- [The request]: In the Spectro Cloud funding article below, who led the Series D round?

- [Passage to read]:
______________________________

Powerful processors might be hard to come by, but they are available for a price. However, what’s really lacking is the software needed to squeeze the most value out of those chips.
Spectro Cloud, founded by Chief Executive Tenry Fu and Chief Technology Officer Saad Malik in 2019, sells a software platform that helps organizations to deploy, govern and operate AI infrastructure at scale, across data centers, edge locations and on-premises.
Today’s oversubscribed Series D round was led by Growth Equity at Goldman Sachs Alternatives and saw participation from AMD Ventures, Ericsson, LG Technology Ventures and Maximus. It brings Spectro’s total amount raised to date to over $260 million.
Spectro says that enterprises are spending billions of dollars on AI hardware, yet despite these massive expenditures, many are struggling to get their AI projects up and running at full speed. According to Gartner Inc., global AI spending will reach $2.59 trillion this year, up 47% from just 12 months ago. But the vast majority of that cash is going towards hardware, with the software that sits between the AI chips and the working AI applications accounting for only a fraction of that amount.
The challenge Spectro wants to solve is that running AI in production involves more than just installing applications on powerful servers. The graphics processing units and other chips that live inside those servers require coordinated management, as well as storage, networking, security policies and governance rules, and these must be extended across multiple physical locations and cloud environments. For businesses in regulated industries such as healthcare, defense, manufacturing and telecommunications, their strict regulatory requirements make AI infrastructure management even more difficult. Most rely on the open-source Kubernetes system to manage these environments, but it can be difficult to scale to the degree necessary to support AI workloads.

______________________________

- [Extracted material]:
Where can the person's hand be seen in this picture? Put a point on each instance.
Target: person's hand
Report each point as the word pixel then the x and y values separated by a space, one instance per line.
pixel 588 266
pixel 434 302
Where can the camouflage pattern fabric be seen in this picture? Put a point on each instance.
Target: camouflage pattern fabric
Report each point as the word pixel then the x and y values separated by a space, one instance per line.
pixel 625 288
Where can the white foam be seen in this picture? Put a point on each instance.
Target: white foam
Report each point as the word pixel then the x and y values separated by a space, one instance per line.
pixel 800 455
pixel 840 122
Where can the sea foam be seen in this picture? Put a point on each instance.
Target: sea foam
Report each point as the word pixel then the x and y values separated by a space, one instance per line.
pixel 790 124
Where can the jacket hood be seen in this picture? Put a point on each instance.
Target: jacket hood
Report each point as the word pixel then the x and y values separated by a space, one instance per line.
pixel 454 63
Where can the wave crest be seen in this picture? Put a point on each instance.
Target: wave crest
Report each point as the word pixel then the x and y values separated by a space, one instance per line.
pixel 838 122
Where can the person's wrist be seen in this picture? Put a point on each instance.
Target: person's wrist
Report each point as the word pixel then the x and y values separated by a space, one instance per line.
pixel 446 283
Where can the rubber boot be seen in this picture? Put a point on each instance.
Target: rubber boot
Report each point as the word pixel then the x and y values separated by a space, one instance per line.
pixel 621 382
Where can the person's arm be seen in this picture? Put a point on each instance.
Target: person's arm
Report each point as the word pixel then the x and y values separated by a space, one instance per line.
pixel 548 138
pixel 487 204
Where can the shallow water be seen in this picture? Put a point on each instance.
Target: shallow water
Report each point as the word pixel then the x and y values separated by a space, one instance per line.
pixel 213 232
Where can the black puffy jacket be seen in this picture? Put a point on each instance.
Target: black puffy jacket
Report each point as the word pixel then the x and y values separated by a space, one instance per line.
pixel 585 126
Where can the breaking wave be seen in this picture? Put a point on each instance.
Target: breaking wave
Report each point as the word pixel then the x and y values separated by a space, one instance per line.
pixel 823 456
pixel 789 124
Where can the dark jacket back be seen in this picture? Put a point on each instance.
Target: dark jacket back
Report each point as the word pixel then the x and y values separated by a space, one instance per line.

______________________________

- [Exercise output]: Growth Equity at Goldman Sachs Alternatives led the round.